----- Фрагмент документа

Russian Journal winkoimacdos
24.11.98
Содержание
www.russ.ru www.russ.ru
Персоналии архивпоискотзыв

О срастании Европы и о том, как границы идут через людей

Интервью Сергея Митрофанова с управляющим делами Института русской и советской культуры им. Ю. Лотмана (ФРГ) Клаусом Вашиком

По инициативе Ассоциации исследователей российского общества XX века (АИРО-XX), Рурского университета, Института русской и советской культуры имени Ю. М. Лотмана, Института европейских культур и Комитета "Третье тысячелетие" была проведена уникальная научная конференция "Создание национальных историй". Ее уникальность заключалась в том, что впервые за восемь последних лет вместе собрались историки бывших республик Союза. Хотя были и определенные опасения: возможен ли диалог?

Конференция показала: диалог не только возможен - он нужен, поскольку существует ностальгия по гуманитарным контактам "поверх границ". Вместе с тем, конференция проявила и поле будущей конфликтности: очевидно, в будущем национальные истории будут включаться в орбиту политических интересов национальных элит, а сами историки, весьма обнищавшие в связи с депрессией, кажется, уже стоят в очереди за право участвовать в PR-кампаниях. Очевидно, на рубеже 2000 историки будут востребованы элитами для придания дополнительной легитимности новой геополитической ситуации. Ведь в конечном итоге и в самой России на выходе всех рассуждений, споров на, казалось бы, абстрактные темы: "Что есть Россия? Что значит быть русским? Что такое историческая судьба нации?" - находится не что иное, как чистая геополитика. Недаром именно в этом ключе рассматривает проблему бывший советник президента США по национальной безопасности Збигнев Бжезинский в книге "Великая шахматная доска" (The Grand Chessboard).

----------

* **Задачи**
1. Соответствуют ли фрагменту документа утверждения (а), (б) и (в)? (а) Конференция впервые за восемь последних лет собрала вместе историков бывших республик Союза. (б) Конференция показала, что диалог невозможен. (в) Збигнев Бжезинский назван во фрагменте бывшим советником президента США по национальной безопасности. На каждое ответьте «да» или «нет» и дословно приведите решающие слова фрагмента.
2. Процитируйте часть фрагмента документа: начните со слов «Russian Journal winkoimacdos» и закончите словами «возможен ли диалог?».

----- Список записей

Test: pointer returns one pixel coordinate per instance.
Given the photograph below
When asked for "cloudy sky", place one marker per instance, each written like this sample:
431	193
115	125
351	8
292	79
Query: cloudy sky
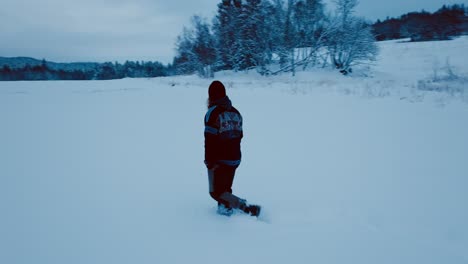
119	30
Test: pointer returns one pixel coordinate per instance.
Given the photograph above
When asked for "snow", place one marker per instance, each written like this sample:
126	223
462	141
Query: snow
348	169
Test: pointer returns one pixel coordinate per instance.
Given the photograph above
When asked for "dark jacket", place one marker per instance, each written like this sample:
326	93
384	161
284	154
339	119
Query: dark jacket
223	134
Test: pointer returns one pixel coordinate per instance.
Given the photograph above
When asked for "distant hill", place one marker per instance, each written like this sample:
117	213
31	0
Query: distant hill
21	62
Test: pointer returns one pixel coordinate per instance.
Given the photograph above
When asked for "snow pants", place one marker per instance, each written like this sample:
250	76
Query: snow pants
220	182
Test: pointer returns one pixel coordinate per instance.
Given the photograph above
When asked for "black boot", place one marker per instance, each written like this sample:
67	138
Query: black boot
223	210
253	210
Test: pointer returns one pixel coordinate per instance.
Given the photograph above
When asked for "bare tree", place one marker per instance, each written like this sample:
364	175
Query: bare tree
351	42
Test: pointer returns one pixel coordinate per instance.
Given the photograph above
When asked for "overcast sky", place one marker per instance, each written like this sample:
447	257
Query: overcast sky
119	30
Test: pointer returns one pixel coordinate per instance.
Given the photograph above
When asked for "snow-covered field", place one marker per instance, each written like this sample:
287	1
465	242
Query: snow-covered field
348	169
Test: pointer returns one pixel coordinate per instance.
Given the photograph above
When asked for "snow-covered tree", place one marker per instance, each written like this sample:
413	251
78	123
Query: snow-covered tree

----------

* **Решения с разбором**
1.
(а) Да: «впервые за восемь последних лет вместе собрались историки бывших республик Союза».
(б) Нет: «диалог не только возможен - он нужен».
(в) Да: «бывший советник президента США по национальной безопасности Збигнев Бжезинский».

2.
Russian Journal winkoimacdos
24.11.98
Содержание
www.russ.ru www.russ.ru
Персоналии архивпоискотзыв

О срастании Европы и о том, как границы идут через людей

Интервью Сергея Митрофанова с управляющим делами Института русской и советской культуры им. Ю. Лотмана (ФРГ) Клаусом Вашиком

По инициативе Ассоциации исследователей российского общества XX века (АИРО-XX), Рурского университета, Института русской и советской культуры имени Ю. М. Лотмана, Института европейских культур и Комитета "Третье тысячелетие" была проведена уникальная научная конференция "Создание национальных историй". Ее уникальность заключалась в том, что впервые за восемь последних лет вместе собрались историки бывших республик Союза. Хотя были и определенные опасения: возможен ли диалог?